## Job:
Rewrite every one of the rows below, replacing "white sky" with "overcast sky" wherever it occurs and leaving all other text unchanged.
>> Start
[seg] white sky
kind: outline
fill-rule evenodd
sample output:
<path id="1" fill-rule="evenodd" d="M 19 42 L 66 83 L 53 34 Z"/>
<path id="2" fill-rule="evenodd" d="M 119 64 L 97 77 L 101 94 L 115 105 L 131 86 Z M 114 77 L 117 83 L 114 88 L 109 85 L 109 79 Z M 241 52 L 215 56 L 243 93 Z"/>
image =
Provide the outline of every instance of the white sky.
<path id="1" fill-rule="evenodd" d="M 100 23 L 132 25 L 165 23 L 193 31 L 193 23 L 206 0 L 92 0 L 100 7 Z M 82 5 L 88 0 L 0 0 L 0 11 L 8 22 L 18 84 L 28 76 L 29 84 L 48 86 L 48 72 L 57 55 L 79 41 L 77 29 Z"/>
>> End
## The completed task:
[seg] overcast sky
kind: outline
fill-rule evenodd
sample output:
<path id="1" fill-rule="evenodd" d="M 19 42 L 66 83 L 53 34 Z"/>
<path id="2" fill-rule="evenodd" d="M 119 64 L 97 77 L 101 94 L 115 105 L 131 86 Z M 114 77 L 117 83 L 114 88 L 109 85 L 109 79 Z M 241 52 L 215 56 L 243 93 Z"/>
image =
Provide the outline of every instance of the overcast sky.
<path id="1" fill-rule="evenodd" d="M 100 23 L 132 25 L 165 23 L 193 31 L 193 23 L 206 0 L 92 0 L 100 7 Z M 82 5 L 88 0 L 0 0 L 0 11 L 8 22 L 18 84 L 28 76 L 29 84 L 48 86 L 48 72 L 57 55 L 79 41 L 77 29 Z"/>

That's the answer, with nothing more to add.